**Written exercise:**
Extract every line in the entries below that contains the string "black". Case matters, so match uppercase and lowercase letters precisely.

**Data listing:**
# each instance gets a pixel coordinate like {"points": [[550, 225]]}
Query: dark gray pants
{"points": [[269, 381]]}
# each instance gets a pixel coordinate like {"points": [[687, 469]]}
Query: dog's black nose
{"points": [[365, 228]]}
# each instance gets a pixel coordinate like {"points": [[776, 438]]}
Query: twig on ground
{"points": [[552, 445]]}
...
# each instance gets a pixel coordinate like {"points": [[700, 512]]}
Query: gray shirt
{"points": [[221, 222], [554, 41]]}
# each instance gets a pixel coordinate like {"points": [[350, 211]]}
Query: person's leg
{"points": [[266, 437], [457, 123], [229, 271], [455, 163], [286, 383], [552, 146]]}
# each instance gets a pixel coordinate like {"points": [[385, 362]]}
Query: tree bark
--
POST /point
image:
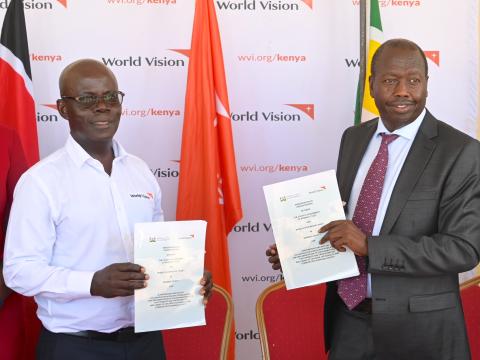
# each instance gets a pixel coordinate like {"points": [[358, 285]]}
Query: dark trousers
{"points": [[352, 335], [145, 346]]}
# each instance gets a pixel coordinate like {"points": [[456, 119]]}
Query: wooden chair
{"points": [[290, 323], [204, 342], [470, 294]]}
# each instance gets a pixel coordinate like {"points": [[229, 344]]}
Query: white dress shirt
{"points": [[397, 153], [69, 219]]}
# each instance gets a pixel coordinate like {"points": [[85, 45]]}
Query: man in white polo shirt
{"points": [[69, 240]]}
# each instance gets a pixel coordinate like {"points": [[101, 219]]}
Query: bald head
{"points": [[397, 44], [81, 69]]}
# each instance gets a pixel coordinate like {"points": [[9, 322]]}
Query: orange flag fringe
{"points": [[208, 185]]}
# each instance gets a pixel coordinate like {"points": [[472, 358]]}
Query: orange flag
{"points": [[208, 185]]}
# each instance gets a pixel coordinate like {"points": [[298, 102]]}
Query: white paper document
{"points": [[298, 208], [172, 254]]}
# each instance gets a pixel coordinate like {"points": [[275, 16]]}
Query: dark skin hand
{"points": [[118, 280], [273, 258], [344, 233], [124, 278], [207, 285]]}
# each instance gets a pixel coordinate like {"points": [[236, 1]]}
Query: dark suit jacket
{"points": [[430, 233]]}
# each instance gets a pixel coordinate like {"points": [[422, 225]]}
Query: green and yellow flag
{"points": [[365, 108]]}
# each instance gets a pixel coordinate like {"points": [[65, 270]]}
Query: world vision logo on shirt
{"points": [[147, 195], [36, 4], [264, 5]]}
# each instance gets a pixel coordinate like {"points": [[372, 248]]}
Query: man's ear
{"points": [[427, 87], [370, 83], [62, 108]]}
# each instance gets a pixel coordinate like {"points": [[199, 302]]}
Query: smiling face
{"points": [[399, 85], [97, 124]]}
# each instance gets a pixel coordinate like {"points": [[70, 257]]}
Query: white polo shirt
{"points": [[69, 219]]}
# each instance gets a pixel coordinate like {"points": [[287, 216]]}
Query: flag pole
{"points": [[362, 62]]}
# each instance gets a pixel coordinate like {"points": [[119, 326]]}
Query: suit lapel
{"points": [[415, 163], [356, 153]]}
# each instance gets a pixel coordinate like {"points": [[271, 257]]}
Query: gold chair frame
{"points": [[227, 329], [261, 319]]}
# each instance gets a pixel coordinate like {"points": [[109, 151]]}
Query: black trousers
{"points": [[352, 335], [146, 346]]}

**Written solution:**
Query: dog's black nose
Query: black trousers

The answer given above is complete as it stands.